> **Written task 1**
In the tribute to Noam below, who arranged the author's first meeting with him?

> **Document segment**
** begin **

Published onApr 19, 2019
Danny Fox

My first meeting was arranged by Tanya Reinhart. It was 1992, and I was very new to this field. Sitting on a chair outside Noam’s office in Building 20, I began thinking of what happened to Skinner, Quine, Kripke, and others. I didn’t expect a cozy conversation, and was thrilled with the outcome: helpful and, in fact, quite friendly.

But what I remember more clearly is my posture throughout the meeting and how it ended. I was using both hands to keep my legs crossed in a figure 4 position, trying to stop things from shaking. When the meeting was over, and I got up to leave, my leg was completely numb. I tried to stand up, and collapsed on the floor. Noam helped me up. I tried again. He helped me up again. He then asked if this happens often, took me over to his assistant, wished me well, and headed to his next appointment. I never fell again in Noam’s office, though I was beaten to the ground often enough and learned so much while trying to get up on my own.

I remember telling my father after the first meeting that I had met the smartest person I would ever meet. So many of us have. And we can say this despite all these Thursday lectures, where we learned that the best chess player, even the winner of every debate that ever was, has got to be pretty lousy in many other things (see, e.g., Chomsky’s comments on Churchland’s use of the adjective fallible in New Horizons . . . , p. 107).

But even if smartest is somewhat meaningless, there are clearly many appropriate superlatives. For example, Noam is surely the most opinionated person I have ever met. Surprisingly, he is in a rather profound way also the most open-minded.

Among the most important things I think we’ve learned from Noam is that there are so many areas where the best way to be open-minded is by figuring out how opinionated you can be. And that, very often, can be done only if you are willing to take important risks, adopt strong positions, defend them vigorously, and investigate their bounds and limitations, sometimes eventually reversing course and arguing for the opposite position with the same vigor.

Then there’s, of course, the fact that no one can intimidate Noam. And again, at the same time, there is no one who is not important enough to deserve his respect and serious consideration, even a young student from a small university in a far away country who can’t stand on his own two feet.

Noam, so excited that we are able to celebrate this special birthday with you. Looking forward to many more meetings, and many more opportunities to be beaten to the ground. Thank you for everything.

** end **

> **Written task 2**
Count the lines in the rows below that contain the word "orange". Give only the number.

> **Extracted material**
** begin **

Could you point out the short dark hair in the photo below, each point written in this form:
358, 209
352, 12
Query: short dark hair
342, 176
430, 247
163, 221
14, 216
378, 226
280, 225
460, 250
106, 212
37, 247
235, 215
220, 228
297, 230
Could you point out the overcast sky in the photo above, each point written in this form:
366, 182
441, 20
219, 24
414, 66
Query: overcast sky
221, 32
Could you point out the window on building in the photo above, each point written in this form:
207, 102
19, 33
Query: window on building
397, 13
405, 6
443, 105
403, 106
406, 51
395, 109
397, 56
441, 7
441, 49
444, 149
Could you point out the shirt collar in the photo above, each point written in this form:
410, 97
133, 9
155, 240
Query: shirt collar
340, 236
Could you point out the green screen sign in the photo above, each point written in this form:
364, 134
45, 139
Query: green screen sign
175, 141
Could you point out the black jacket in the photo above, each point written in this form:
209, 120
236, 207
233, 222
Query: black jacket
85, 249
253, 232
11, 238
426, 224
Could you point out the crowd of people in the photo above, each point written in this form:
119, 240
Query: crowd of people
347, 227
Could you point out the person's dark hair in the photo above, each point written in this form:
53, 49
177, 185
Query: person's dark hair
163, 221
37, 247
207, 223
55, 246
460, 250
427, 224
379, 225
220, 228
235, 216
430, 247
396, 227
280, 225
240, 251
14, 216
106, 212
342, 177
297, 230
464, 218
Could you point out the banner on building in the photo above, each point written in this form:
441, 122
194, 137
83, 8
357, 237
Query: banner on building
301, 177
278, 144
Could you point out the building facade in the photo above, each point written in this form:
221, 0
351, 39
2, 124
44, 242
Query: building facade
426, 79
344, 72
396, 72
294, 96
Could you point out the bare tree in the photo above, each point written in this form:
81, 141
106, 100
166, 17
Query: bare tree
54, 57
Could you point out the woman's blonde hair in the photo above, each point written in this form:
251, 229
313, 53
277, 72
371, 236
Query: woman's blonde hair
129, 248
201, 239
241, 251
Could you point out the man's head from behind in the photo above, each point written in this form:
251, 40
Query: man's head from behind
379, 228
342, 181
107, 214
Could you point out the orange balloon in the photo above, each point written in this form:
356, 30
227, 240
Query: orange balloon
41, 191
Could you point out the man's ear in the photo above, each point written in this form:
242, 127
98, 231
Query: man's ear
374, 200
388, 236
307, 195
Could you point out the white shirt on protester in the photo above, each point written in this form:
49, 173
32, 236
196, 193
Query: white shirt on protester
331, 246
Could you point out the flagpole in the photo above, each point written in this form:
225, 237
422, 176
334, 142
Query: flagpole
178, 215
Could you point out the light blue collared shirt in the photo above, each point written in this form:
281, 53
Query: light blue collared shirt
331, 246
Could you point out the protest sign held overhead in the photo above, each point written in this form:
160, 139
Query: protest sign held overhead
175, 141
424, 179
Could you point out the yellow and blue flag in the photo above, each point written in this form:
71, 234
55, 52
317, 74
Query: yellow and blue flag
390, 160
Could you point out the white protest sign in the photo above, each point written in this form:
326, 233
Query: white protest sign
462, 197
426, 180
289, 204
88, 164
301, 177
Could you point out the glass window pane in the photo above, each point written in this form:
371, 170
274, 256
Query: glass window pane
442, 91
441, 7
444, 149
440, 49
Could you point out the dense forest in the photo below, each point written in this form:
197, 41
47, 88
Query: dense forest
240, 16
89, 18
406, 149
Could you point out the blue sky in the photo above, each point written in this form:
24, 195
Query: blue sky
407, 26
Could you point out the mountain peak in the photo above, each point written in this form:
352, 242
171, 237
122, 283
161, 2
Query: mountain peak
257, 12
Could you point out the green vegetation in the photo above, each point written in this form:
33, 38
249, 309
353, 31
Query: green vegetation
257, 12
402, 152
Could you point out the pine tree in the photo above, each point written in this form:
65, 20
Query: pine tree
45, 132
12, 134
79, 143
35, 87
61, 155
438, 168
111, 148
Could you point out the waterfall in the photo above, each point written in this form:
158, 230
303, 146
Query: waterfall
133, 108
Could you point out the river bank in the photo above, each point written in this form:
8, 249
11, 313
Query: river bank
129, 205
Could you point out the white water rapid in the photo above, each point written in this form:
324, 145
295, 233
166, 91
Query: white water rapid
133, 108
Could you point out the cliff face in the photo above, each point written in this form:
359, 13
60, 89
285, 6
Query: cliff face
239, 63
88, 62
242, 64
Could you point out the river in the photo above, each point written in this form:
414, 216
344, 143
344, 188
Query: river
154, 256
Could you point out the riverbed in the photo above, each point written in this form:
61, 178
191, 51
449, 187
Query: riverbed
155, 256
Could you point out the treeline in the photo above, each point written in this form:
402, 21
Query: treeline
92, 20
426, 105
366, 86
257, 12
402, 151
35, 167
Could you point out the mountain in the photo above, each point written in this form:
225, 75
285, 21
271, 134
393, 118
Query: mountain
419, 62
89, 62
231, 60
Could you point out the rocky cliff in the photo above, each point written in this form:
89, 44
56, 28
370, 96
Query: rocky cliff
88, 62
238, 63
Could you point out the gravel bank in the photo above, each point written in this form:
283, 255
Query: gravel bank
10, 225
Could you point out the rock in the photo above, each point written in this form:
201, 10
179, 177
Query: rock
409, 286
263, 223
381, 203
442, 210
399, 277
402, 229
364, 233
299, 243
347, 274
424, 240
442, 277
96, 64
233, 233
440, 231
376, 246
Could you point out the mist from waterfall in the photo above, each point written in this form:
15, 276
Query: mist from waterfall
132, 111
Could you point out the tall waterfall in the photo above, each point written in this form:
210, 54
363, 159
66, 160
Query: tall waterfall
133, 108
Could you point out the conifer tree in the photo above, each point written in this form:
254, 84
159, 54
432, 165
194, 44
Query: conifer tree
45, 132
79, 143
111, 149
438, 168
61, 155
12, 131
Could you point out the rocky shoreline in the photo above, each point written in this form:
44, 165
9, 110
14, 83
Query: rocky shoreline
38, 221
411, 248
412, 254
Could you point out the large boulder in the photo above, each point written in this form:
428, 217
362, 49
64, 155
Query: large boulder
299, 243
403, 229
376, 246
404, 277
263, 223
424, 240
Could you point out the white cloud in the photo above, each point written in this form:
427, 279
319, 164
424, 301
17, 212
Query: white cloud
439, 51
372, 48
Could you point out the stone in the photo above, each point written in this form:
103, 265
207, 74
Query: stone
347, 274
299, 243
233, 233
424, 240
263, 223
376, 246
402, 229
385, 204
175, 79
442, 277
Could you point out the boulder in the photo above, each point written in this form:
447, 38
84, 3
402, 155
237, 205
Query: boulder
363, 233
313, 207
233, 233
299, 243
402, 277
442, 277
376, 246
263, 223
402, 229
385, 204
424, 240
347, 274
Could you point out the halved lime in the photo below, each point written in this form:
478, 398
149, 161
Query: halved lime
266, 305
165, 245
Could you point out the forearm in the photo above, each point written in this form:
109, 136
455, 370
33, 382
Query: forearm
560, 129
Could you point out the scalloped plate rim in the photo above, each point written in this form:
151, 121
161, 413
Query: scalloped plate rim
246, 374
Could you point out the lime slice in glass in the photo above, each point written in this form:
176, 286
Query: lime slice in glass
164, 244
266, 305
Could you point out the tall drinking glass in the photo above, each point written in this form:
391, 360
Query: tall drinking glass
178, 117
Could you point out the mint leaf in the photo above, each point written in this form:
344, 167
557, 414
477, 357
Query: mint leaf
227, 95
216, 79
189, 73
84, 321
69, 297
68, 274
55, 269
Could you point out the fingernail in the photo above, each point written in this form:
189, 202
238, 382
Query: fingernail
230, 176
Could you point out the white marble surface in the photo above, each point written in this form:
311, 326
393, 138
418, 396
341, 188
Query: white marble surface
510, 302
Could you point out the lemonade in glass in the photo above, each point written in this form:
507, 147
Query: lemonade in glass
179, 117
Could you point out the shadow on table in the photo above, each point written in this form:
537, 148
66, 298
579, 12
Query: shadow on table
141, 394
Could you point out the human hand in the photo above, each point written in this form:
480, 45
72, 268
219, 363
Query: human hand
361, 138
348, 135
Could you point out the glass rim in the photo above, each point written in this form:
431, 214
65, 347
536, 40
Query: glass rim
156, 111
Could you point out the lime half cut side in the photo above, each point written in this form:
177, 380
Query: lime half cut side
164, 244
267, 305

** end **

> **Reply 1**
Tanya Reinhart

> **Reply 2**
2